* _TASK DESCRIPTION_
Reproduce the entries. Each one must match the original exactly.

━━━━━━━━━━

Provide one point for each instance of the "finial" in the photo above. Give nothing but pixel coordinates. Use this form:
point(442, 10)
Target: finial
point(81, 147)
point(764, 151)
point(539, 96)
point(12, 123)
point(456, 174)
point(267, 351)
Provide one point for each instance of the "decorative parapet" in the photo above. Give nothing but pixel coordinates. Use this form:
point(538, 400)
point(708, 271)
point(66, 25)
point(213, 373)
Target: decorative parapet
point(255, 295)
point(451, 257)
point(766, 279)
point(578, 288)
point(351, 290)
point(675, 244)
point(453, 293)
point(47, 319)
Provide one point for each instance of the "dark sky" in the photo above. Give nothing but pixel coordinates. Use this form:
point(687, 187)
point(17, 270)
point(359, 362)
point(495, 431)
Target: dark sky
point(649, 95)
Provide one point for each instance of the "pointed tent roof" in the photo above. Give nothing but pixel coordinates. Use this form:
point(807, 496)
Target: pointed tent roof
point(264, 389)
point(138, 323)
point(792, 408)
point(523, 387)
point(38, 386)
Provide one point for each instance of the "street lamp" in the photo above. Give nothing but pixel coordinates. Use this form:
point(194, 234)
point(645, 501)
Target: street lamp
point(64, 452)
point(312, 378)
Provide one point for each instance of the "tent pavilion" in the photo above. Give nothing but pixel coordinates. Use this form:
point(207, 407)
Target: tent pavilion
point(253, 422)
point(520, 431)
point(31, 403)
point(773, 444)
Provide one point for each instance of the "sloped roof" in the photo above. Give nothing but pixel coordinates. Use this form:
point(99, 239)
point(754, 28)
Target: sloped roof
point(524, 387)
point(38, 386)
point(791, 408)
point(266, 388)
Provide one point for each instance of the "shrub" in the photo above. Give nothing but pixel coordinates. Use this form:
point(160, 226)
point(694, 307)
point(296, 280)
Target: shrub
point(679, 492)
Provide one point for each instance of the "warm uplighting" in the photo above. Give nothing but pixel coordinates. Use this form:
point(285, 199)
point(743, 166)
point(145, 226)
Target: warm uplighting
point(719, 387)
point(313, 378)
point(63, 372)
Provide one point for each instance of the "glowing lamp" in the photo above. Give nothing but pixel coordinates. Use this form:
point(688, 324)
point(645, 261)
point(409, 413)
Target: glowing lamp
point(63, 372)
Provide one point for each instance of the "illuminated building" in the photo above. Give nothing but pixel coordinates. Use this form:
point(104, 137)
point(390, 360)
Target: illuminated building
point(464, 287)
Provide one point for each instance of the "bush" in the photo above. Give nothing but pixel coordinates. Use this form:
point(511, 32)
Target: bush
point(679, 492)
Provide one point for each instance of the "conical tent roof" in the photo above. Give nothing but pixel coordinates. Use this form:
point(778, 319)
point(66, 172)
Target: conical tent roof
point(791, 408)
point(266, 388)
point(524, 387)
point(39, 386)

━━━━━━━━━━

* _RESPONSE BOX_
Provide one point for each instance of the "finial" in the photo above. Give nothing but pixel coordinates. Use this form:
point(442, 10)
Target: finial
point(81, 147)
point(764, 151)
point(539, 96)
point(12, 123)
point(456, 174)
point(267, 351)
Provide one point for each instance of the "decorative parapet" in the photo above. Give nothing but pixel coordinates. Use this form:
point(538, 400)
point(708, 271)
point(66, 25)
point(213, 373)
Target: decorative parapet
point(255, 295)
point(451, 257)
point(766, 279)
point(578, 288)
point(351, 290)
point(675, 244)
point(453, 293)
point(47, 319)
Provide one point for each instance of the "dark sky" in the photo above. Give nothing but pixel coordinates. Use this form:
point(687, 187)
point(17, 270)
point(359, 362)
point(495, 431)
Target: dark sky
point(649, 95)
Provide one point for each instance of the "pointed tent roof" in the photo above. Give nothing but pixel coordinates. Use this form:
point(807, 496)
Target: pointed tent roof
point(264, 389)
point(138, 323)
point(792, 408)
point(523, 387)
point(38, 386)
Provide one point for each instance of the "street lamp" in the photo above. Give nothing but pixel coordinates. Use this form:
point(194, 234)
point(645, 501)
Target: street lamp
point(64, 452)
point(312, 378)
Provide one point for each instance of the "tent pavilion" in the photo above. Give nothing but pixel coordinates. Use this form:
point(207, 407)
Target: tent pavilion
point(253, 422)
point(520, 431)
point(31, 403)
point(773, 444)
Provide one point for each instance of the "sloped roof" in the photo above. Give nothing but pixel coordinates. Use this form:
point(99, 239)
point(754, 28)
Target: sloped roof
point(524, 387)
point(38, 386)
point(791, 408)
point(266, 388)
Provide one point for each instance of the "shrub" in the photo above. Give nothing but pixel coordinates. Use this form:
point(160, 226)
point(694, 307)
point(296, 280)
Target: shrub
point(679, 492)
Provide one point for each instance of the "warm uplighting" in the photo above. Give nothing but pixel coordinates. Use this form:
point(285, 199)
point(743, 166)
point(145, 226)
Target: warm uplighting
point(719, 387)
point(313, 378)
point(63, 372)
Provide one point for each instance of the "glowing lamp" in the photo above. Give nothing but pixel coordinates. Use this form:
point(688, 324)
point(645, 261)
point(409, 413)
Target: glowing lamp
point(63, 372)
Provide one point for each instance of the "illuminated building" in the photo above. Give nothing but pixel coordinates. Use this form:
point(104, 137)
point(390, 360)
Target: illuminated building
point(464, 287)
Provide one point for each instance of the "bush" in the photo above. Give nothing but pixel coordinates. Use this form:
point(511, 32)
Target: bush
point(679, 492)
Provide one point for each instance of the "conical tent roof" in the photo above. Give nothing but pixel coordinates. Use this form:
point(778, 319)
point(66, 172)
Target: conical tent roof
point(791, 408)
point(266, 388)
point(524, 387)
point(39, 386)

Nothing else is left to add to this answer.